### Problem requirements
Update the entries starting at the line that contains "Identify a point on every instance of the girl's sleeve" and stopping after the line that contains "x=231 y=159": replace "girl's" with "child's" and keep everything else the same. Return only those lines.

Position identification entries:

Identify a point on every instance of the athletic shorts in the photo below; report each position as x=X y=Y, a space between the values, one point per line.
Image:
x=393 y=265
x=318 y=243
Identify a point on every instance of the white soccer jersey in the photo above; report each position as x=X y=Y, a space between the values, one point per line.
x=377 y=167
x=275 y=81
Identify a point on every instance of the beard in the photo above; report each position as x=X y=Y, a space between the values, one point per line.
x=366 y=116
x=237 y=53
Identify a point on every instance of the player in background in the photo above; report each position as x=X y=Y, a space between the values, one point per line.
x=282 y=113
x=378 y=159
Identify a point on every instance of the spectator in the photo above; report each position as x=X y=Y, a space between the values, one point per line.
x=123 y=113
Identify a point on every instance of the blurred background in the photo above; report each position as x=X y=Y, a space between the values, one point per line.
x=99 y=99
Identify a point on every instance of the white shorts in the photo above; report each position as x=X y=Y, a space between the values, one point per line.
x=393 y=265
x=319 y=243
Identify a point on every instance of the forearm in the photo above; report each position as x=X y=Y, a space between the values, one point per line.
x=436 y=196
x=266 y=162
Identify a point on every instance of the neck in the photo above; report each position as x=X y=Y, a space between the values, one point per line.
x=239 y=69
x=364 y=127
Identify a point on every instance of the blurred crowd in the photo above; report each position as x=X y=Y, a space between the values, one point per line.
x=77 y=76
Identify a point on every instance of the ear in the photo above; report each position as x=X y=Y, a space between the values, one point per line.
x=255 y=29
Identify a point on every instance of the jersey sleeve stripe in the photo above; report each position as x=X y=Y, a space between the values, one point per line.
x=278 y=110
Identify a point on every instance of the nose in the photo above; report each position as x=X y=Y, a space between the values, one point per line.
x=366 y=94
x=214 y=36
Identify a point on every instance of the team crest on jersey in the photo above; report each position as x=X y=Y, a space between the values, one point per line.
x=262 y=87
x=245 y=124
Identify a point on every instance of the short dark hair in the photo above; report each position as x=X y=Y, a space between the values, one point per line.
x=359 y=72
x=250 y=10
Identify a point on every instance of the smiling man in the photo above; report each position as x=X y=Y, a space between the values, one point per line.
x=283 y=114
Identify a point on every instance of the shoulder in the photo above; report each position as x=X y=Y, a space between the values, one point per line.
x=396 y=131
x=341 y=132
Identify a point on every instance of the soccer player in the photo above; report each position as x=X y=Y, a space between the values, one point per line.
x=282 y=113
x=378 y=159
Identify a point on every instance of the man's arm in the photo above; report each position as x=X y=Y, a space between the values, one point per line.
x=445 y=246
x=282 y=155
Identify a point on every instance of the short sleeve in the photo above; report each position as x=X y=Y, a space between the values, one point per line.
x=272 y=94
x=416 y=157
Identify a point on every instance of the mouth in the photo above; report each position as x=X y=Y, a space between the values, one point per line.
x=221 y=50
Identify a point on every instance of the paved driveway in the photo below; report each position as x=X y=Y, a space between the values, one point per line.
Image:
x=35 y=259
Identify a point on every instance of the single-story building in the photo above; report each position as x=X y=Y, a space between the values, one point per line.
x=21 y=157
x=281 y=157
...
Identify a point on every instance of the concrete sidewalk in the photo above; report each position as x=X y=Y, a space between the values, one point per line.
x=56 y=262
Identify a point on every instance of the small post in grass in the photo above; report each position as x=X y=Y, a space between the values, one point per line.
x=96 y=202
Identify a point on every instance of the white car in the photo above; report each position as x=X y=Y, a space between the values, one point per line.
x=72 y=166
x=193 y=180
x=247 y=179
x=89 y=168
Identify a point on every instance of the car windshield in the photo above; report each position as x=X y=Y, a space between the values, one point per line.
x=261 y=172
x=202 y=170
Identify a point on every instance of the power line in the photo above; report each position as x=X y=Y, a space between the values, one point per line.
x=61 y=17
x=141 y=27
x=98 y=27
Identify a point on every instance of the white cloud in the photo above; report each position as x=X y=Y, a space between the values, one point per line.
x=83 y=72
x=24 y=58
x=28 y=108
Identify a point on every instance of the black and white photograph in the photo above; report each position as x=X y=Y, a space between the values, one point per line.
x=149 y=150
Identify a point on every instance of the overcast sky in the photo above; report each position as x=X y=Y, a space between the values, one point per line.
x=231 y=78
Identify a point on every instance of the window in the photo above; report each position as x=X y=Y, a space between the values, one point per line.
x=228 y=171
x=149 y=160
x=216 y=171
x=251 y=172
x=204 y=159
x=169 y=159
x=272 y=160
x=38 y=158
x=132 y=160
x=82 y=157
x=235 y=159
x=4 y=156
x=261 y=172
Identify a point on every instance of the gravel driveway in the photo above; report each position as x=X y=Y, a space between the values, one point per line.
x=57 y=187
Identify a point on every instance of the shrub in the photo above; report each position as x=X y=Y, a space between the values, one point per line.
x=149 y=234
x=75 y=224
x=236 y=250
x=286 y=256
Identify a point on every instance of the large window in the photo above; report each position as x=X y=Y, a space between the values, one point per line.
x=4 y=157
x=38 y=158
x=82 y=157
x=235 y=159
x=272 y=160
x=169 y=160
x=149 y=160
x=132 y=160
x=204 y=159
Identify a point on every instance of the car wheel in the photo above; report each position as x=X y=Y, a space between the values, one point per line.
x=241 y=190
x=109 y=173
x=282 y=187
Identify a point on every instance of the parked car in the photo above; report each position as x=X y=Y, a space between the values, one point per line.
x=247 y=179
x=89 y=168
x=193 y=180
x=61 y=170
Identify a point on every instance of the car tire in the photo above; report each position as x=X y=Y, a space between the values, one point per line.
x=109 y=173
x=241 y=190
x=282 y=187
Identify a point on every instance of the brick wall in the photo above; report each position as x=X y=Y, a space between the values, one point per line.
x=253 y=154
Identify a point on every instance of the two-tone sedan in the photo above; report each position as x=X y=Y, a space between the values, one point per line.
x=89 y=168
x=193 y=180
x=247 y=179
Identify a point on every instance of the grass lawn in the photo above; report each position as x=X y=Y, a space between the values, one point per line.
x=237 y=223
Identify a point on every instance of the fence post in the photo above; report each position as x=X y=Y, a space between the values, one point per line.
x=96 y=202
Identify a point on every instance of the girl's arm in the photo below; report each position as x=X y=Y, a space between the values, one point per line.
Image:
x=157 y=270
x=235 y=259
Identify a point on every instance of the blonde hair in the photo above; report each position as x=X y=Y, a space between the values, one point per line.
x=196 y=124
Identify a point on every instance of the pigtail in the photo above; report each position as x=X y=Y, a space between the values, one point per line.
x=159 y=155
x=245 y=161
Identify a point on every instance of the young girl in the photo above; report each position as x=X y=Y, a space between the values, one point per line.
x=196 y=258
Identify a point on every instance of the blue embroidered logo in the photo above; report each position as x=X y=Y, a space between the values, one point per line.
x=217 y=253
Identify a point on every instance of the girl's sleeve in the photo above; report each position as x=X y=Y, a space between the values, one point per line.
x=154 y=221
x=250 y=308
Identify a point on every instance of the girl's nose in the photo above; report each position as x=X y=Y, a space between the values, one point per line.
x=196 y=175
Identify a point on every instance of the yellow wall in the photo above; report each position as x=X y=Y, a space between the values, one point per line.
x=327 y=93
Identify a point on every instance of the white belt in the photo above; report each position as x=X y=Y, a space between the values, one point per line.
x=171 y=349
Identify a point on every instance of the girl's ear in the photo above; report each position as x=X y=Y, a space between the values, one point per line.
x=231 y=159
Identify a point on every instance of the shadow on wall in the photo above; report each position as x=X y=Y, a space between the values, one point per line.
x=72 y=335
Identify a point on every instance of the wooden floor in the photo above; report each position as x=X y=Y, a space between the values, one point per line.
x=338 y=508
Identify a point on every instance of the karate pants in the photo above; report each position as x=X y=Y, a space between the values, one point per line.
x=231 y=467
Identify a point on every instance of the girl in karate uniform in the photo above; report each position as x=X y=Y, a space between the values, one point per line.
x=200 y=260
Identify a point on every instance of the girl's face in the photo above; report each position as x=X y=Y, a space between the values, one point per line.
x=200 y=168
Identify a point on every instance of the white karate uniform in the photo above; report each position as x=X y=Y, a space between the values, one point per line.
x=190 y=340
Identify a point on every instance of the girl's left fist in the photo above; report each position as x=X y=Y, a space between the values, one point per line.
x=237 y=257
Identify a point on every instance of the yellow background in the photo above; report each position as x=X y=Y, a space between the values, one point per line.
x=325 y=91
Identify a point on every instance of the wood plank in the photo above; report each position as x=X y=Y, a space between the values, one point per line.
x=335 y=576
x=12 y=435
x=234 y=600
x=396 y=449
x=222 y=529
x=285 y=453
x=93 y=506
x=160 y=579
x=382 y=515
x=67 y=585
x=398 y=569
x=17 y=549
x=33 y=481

### Response to this task
Identify a point on every instance of the child's sleeve in the photo above; report each position as x=X y=Y, a space between the values, one point per line.
x=154 y=221
x=250 y=308
Identify a point on every instance of the child's nose in the photo above; report each position as x=X y=Y, a space between the values, one point per line.
x=196 y=175
Identify a point on every instance of the yellow wall in the photo above; report each position as x=X y=Y, a space between the values, one point per line.
x=327 y=93
Identify a point on every instance of the white belt in the photo above; report each position as x=X y=Y, a space between the values, one point per line.
x=171 y=349
Identify a point on every instance of the child's ear in the photo above; report each position as x=X y=Y, a space between the values, one point per line.
x=231 y=159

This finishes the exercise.